▶ [DOCUMENT EXTRACT]
==========
The MCP Pre-Install Audit

By Michael Browne · May 4, 2026 · 9 min read

Before you run a local MCP process, treat it like a package install with shell, filesystem, and network access — because that's what it is. The protocol sandboxes none of it. OX Security recently submitted a benign proof-of-concept malicious MCP server to 11 public registries. Nine — including LobeHub and Cursor Directory — published it with no security review.

Here's the audit you should run before installing one. And here's how to automate most of it.

Why this matters now

The MCP ecosystem in 2026 looks a lot like npm in 2015: explosive growth, minimal vetting, and a trust model built on the assumption that everything published is benign. Except MCP servers have broader access than npm packages — your filesystem, shell, network — without a sandbox.

Three numbers from independent third-party research, all from the last six months:

Ten minutes of auditing prevents seconds of compromise. Here's the audit. Then we'll show you the one-call version.

The 8-step audit

Each step describes the manual check, the criterion for "good," and what mcpskills automates. Honest scope notes for the steps mcpskills doesn't fully replace are flagged inline.

Step 1 — Verify the publisher

Manual: Confirm the npm scope and GitHub org are vendor-owned. Check that the README, package metadata, and vendor docs all cross-reference each other. Official MCP servers live under @modelcontextprotocol/, maintained by the Agentic AI Foundation; vendors like GitHub, Brave, Sentry, and Cloudflare maintain their own official servers under their own scopes.
==========
▶ [INPUT DATA]
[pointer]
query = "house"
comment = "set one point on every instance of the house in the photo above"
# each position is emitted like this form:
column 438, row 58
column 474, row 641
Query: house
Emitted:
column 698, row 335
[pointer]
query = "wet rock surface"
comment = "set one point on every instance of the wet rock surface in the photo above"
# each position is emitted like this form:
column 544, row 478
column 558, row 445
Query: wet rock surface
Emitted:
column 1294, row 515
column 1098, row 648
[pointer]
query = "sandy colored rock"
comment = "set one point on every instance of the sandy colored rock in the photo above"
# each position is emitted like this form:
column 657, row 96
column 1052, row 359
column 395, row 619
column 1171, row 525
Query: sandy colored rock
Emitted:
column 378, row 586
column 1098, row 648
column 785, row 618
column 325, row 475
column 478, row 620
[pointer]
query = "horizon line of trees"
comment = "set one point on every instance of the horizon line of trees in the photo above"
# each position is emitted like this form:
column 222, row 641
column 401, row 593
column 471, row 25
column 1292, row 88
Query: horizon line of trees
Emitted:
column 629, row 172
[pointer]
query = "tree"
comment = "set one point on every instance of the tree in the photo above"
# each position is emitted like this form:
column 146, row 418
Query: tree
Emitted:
==========
▶ [WORK ITEM A] Reproduce the MCP audit article from "The MCP Pre-Install" to "most of it." word for word.
▶ [WORK ITEM B] Write what comes next in the MCP audit article, starting right after its last sentence.
The data has no connection to the MCP audit article.

▶ [ANSWER A]
The MCP Pre-Install Audit

By Michael Browne · May 4, 2026 · 9 min read

Before you run a local MCP process, treat it like a package install with shell, filesystem, and network access — because that's what it is. The protocol sandboxes none of it. OX Security recently submitted a benign proof-of-concept malicious MCP server to 11 public registries. Nine — including LobeHub and Cursor Directory — published it with no security review.

Here's the audit you should run before installing one. And here's how to automate most of it.

▶ [ANSWER B]
Good: The npm scope matches the GitHub org. The README links back to the vendor's docs, and the vendor's docs link to this repo. If the publisher is some random npm account named brave-search-mcp-server-v2, that's a red flag — typosquatting works because the name looks right but the publisher is wrong.

What mcpskills does: the author_credibility signal (weight 0.10) cross-checks npm and GitHub maintainer history, account age, and release cadence. The community_adoption signal weighs stars, downloads, and dependents.

Step 2 — Read the source

Manual: Most MCP servers are 200 to 500 lines. Grep for what matters: child_process, eval, dynamic require, filesystem writes outside the server's own directory, postinstall scripts, and outbound HTTP destinations.

Good: The server's stated purpose matches what the code actually does. A search MCP makes outbound calls only to its search API. If you see child_process.exec in something advertised as a search tool, something is wrong.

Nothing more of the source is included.